» Description of the task:
Decide whether each statement agrees with the text on privilege and outside projects, answering yes or no and quoting the deciding words: 1. A good, steady income is named as a trait of people likely to have spare time for outside projects. 2. A code of conduct guarantees that a project will have no conduct problems. 3. The bias toward people who learned to program young is described as purely individual, unconscious bias.

» Text block:
━━━━━━
I want to explicitly recognize this as a form of privilege. The people most likely to have spare time to do outside projects are people
- who don’t have families to take care of (kids, parents, whatever)
- who have a good, steady income (i.e. not learning while, say, balancing two part-time jobs)
- who live close to work (minimizing a commute)
etc. Additionally, people who’ve been programming for a long time will likely have an easier time picking up one more thing, meaning the process is also biased towards those who had the opportunity to learn to program when they were younger. In the US, that means men more than women, upper-class more than lower-class, and white more than black.
All of that is institutional bias, even before taking into account the individual, usually-unconscious biases that plague our industry (particularly from “people who look like me”)…not to mention Imposter Syndrome. And it stinks. But it can’t stop you—and rather than take my word for it, you can read Kronda Adair’s “Dear Marginalized People Coming Into Tech”.
Oh, one more thing to look for is that the project has community guidelines and a code of conduct. That doesn’t automatically mean there won’t be conduct problems, but it at least indicates that the community is considered important, not just the product.
━━━━━━
» Data section:
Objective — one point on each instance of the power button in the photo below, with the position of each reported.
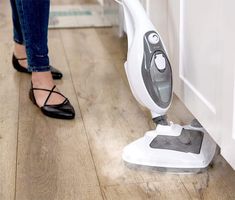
━━━━━━
» Written reply:
1. Yes: "who have a good, steady income"
2. No: "That doesn’t automatically mean there won’t be conduct problems"
3. No: "All of that is institutional bias, even before taking into account the individual, usually-unconscious biases"